The task: Reproduce nothing but the closing run of lines: the line with "Seedling-scouting request: tag the stack" and each line that follows it to the end of the data.
** start Information supplied **
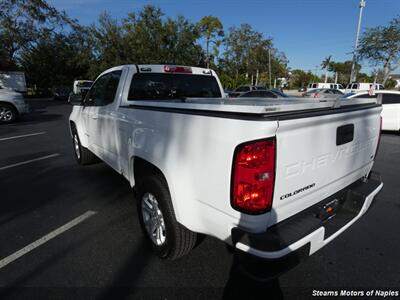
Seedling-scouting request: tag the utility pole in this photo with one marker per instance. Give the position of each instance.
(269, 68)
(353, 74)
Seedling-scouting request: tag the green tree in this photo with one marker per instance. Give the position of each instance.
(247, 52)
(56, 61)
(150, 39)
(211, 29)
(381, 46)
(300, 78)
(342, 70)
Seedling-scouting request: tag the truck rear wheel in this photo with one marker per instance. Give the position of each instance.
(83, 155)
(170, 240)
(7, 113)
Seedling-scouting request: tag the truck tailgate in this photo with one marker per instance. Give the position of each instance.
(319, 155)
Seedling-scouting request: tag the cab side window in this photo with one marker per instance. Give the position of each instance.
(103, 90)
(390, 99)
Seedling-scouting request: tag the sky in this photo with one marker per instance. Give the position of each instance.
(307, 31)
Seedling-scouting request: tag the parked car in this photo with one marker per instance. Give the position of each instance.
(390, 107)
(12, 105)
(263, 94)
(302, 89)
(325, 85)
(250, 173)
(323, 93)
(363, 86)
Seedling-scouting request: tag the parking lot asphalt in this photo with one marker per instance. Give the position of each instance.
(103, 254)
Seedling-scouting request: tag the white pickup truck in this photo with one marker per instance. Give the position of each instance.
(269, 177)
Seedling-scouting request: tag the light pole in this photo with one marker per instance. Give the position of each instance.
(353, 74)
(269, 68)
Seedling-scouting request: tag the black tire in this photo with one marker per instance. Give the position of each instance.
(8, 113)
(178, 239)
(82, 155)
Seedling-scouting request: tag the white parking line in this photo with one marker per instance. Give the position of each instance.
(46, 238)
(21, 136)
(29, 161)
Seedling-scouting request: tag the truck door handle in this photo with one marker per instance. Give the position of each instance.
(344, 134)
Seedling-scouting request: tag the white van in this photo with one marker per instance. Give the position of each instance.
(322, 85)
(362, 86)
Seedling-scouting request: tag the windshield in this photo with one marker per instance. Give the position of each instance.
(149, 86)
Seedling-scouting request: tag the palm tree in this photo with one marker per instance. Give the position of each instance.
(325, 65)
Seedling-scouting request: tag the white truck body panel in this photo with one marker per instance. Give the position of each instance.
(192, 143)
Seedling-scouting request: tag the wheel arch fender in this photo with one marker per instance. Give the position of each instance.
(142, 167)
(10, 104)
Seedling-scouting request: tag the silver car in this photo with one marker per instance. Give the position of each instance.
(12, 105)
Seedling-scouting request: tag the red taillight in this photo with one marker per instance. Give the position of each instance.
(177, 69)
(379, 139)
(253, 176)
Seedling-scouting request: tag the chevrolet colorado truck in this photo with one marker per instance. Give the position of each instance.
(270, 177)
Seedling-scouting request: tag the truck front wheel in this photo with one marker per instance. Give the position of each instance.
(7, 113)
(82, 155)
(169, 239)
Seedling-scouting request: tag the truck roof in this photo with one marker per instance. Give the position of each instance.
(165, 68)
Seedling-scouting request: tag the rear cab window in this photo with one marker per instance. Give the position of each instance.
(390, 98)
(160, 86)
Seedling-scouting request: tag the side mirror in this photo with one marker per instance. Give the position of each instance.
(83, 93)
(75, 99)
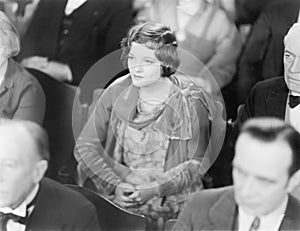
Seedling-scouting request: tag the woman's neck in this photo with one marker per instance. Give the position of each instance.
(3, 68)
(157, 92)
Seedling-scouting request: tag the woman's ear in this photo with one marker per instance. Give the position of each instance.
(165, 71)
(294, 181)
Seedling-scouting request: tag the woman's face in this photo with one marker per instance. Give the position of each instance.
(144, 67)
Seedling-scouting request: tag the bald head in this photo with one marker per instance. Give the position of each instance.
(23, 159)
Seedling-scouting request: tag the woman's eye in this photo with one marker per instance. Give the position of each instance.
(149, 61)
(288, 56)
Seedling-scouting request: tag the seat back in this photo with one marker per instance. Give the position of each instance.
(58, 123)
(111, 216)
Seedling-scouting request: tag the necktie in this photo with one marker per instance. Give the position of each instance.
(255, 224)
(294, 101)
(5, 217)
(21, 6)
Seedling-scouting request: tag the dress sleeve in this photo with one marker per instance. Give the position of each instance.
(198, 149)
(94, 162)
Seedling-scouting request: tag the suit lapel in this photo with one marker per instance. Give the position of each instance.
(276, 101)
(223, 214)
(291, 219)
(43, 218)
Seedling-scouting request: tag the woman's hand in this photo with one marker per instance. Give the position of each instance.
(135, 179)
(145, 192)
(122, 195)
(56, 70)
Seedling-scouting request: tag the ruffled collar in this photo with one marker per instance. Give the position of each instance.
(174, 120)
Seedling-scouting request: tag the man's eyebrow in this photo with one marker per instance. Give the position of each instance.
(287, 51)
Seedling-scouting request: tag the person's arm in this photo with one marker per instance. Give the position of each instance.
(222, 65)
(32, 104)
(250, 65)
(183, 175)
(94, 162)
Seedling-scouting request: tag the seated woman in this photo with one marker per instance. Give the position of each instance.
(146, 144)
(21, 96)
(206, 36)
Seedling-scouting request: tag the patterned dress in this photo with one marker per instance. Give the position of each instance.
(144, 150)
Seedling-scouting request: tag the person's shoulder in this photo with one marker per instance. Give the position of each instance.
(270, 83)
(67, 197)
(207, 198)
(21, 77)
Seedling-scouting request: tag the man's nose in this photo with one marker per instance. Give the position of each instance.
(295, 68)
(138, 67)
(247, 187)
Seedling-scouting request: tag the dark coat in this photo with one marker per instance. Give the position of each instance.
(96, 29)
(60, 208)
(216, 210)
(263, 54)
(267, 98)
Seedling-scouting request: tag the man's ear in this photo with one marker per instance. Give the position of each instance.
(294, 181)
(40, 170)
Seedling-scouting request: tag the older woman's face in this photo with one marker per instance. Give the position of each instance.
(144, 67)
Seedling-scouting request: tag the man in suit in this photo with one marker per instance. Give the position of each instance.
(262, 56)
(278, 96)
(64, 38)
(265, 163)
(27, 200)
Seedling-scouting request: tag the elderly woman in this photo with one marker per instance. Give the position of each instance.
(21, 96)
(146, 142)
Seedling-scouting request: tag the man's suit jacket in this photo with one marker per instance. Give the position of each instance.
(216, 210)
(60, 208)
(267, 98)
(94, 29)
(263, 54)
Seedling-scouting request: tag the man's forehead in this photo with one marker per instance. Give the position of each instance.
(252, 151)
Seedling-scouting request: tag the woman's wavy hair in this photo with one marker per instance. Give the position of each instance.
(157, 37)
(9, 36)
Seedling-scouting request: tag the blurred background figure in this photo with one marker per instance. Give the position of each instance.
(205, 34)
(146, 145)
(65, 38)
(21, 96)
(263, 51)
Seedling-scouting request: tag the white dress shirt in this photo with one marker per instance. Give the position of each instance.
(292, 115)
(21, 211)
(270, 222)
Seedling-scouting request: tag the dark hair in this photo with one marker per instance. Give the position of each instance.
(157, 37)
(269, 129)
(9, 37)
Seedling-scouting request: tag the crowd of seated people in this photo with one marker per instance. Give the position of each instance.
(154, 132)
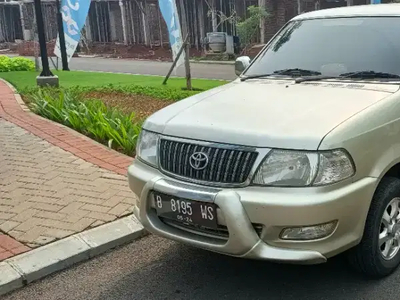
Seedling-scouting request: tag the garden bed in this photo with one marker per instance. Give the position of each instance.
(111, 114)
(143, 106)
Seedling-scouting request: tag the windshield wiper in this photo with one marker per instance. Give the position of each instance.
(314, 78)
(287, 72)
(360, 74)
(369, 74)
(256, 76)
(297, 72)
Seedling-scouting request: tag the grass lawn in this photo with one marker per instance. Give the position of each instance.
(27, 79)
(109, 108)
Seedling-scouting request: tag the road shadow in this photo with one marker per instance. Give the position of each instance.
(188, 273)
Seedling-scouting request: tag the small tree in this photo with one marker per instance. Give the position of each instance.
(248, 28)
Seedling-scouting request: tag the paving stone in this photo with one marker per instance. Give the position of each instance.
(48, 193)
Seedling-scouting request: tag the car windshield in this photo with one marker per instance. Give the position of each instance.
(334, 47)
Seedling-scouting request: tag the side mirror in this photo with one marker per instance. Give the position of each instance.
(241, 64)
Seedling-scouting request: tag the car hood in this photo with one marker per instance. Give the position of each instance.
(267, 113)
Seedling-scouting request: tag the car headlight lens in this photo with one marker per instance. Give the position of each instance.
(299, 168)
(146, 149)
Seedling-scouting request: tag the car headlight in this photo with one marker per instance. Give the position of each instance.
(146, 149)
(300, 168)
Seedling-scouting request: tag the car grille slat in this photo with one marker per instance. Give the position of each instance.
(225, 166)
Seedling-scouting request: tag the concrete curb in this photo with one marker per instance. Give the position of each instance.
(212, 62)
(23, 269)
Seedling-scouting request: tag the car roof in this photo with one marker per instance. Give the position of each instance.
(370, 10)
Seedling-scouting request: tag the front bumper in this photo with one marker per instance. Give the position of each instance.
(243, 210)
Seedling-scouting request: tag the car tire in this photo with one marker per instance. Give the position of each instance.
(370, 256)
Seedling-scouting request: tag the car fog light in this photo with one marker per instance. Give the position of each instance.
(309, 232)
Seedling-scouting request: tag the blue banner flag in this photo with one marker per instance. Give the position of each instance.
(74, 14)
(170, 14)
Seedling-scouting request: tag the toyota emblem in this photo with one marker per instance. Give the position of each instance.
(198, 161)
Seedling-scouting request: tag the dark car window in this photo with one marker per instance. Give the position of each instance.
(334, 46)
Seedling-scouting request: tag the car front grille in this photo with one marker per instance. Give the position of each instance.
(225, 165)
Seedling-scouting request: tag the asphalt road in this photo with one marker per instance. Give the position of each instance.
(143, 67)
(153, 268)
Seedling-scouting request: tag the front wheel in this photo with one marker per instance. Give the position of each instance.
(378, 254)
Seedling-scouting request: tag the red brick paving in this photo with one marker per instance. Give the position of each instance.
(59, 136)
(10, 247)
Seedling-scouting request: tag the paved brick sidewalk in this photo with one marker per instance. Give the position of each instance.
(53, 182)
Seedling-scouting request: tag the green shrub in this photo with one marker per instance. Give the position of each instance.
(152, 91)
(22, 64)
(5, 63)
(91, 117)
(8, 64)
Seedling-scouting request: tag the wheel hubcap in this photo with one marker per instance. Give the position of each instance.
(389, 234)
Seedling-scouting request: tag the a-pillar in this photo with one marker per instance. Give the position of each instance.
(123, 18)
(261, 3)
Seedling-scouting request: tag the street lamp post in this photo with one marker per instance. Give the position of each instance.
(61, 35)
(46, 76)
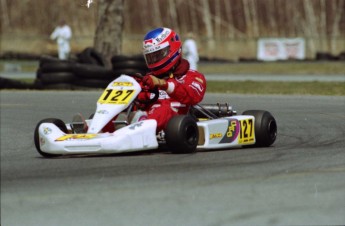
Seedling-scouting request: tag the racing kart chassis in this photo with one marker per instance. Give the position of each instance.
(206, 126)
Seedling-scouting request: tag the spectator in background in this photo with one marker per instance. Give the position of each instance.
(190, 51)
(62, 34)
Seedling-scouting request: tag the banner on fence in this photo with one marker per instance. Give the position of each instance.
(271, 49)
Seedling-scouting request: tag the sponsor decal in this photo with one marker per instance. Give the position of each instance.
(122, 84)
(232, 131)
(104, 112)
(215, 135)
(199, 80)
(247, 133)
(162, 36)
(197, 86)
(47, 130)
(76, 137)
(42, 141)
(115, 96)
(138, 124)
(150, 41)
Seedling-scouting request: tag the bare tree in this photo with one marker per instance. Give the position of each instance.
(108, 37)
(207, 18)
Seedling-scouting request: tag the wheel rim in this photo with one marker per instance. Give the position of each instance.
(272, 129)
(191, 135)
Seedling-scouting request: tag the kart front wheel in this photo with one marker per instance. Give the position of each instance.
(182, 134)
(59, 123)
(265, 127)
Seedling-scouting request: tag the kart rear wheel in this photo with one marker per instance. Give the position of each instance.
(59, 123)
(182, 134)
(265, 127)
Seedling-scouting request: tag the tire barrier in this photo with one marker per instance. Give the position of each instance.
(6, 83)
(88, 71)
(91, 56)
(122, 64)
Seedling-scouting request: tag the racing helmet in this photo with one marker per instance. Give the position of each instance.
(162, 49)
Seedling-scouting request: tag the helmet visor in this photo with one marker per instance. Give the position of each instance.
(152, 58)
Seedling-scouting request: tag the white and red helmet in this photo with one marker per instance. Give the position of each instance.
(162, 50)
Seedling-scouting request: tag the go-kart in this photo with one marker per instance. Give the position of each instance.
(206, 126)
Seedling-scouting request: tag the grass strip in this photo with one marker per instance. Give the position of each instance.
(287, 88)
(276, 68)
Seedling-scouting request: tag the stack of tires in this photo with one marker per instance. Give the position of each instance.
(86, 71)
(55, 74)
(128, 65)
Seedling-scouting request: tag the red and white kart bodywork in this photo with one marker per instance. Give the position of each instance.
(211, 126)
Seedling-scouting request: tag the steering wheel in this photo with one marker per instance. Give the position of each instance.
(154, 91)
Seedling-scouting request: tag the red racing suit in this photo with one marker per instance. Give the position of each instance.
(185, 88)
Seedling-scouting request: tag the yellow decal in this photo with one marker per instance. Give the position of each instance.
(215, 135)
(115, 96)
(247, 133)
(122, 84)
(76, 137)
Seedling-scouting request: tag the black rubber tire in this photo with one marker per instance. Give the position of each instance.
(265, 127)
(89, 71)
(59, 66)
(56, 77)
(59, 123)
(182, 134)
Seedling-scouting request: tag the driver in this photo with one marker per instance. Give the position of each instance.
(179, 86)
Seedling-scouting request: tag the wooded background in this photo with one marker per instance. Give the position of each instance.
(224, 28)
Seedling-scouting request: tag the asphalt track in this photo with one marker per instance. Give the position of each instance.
** end Information supplied **
The completed task:
Seedling-scouting request: tag the stack of tires in this photo with one marker per instance. Give the position of each instance.
(86, 71)
(55, 74)
(128, 65)
Seedling-scouting request: tag the red and white kart bodywork in this photo with one marker per instance. Give the position of each instance.
(211, 126)
Seedling-scouting request: tag the steering wheel in this photo with one marker per instance. Give the position of each instance.
(154, 91)
Seedling-scouting request: tag the red racing suit in this photo with one marker per instance. Give the position of each instance.
(185, 88)
Seedling-scouting request: tag the yellow decal in this photo with one marker per instance. Give the position of each instance.
(215, 135)
(115, 96)
(247, 133)
(122, 84)
(76, 137)
Seedling-scouting request: tag the black rubber tire in this photo with one marker per instance. Give the position of each instance.
(265, 127)
(89, 71)
(59, 66)
(56, 77)
(59, 123)
(182, 134)
Seedling-scouting request: tag the driver in this photo with one marker per instance. Give the position of each instance.
(179, 86)
Seedling-scouting request: tag the wooded background in this photo with one marker per instance. Give the position of each instance.
(224, 28)
Seedling-scouting request: tag the asphalt track in this photo with one marker per instance. Give the position of each instance.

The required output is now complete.